__Task description__: Continue the report on Canada's September manufacturing activity below, picking up after its last sentence.

__Text shown__:

= Beginning of Section =

Canadian manufacturing activity grew in September at a pace that was little changed from the prior month’s robust level, while global supply shocks helped to lift measures of inflation to record highs, data showed on Friday.
The IHS Markit Canada Manufacturing Purchasing Managers’ Index (PMI) dipped to a seasonally adjusted 57.0 in September from 57.2 in August, but not far off March’s record-setting pace of 58.5.
It was the 15th straight month that the PMI was above the 50 threshold marking growth in the sector.
“Canada’s manufacturing sector recorded another healthy improvement in operating conditions in September despite infection rates rising in key provinces,” Shreeya Patel, an economist at IHS Markit, said in a statement.
Canada continues to battle a Delta-driven fourth wave of coronavirus infections, while pandemic restrictions have contributed to bottlenecks globally.

= End of Section =

__Raw data__:

= Beginning of Section =

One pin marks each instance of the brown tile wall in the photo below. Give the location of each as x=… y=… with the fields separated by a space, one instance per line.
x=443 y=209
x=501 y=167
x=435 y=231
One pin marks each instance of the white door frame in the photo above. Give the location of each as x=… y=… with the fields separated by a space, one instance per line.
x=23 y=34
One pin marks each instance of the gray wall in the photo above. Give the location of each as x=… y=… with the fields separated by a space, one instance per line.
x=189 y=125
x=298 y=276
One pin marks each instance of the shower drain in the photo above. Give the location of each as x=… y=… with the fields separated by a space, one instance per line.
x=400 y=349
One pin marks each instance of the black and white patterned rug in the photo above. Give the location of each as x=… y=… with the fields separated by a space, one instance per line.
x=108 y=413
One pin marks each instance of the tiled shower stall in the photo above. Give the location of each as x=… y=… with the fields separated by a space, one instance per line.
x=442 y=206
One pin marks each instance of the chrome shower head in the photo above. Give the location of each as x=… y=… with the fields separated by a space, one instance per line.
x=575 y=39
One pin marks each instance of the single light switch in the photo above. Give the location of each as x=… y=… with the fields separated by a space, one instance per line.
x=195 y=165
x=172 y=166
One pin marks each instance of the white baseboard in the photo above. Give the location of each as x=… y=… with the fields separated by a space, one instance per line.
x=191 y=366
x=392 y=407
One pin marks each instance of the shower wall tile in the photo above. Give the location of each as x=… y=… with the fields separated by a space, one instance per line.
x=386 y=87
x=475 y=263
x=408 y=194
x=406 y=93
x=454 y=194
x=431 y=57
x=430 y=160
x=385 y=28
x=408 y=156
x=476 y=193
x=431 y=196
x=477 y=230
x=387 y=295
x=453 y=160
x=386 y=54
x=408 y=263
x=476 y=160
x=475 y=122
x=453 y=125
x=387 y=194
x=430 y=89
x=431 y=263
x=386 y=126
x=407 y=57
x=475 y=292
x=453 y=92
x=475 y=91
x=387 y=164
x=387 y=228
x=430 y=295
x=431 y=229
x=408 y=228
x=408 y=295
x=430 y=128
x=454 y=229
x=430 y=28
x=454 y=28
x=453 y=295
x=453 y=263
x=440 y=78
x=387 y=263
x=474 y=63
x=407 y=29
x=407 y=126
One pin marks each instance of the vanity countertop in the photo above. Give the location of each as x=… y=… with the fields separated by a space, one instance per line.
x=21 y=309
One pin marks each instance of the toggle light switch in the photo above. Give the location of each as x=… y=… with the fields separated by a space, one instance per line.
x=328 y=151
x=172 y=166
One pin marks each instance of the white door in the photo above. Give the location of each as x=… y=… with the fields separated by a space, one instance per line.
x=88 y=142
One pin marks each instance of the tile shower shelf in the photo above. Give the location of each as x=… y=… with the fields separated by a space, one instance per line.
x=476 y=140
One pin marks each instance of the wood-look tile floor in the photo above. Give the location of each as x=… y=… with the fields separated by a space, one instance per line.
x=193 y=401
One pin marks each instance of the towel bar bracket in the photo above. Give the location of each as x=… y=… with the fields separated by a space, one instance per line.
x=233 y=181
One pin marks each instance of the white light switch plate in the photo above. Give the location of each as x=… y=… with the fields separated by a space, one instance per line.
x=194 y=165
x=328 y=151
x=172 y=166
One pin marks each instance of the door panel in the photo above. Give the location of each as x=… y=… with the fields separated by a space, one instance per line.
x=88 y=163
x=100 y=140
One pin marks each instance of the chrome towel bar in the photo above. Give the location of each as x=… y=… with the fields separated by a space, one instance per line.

= End of Section =

__Task output__:
“Material scarcity led to higher prices, shipping delays, and subsequent increases in incomplete work,” Patel said. “Anecdotal evidence suggests firms sought to clear their backlogs but a lack of skilled workers hindered productivity.”
The measure of outstanding business accumulated matched the series high from June 2018, rising to 56.6 from 55.6 in August, while the indexes for input prices and output prices climbed to the highest levels on record.
Still, firms remained optimistic about prospects for growth, with the future output index climbing to the highest level since May 2019.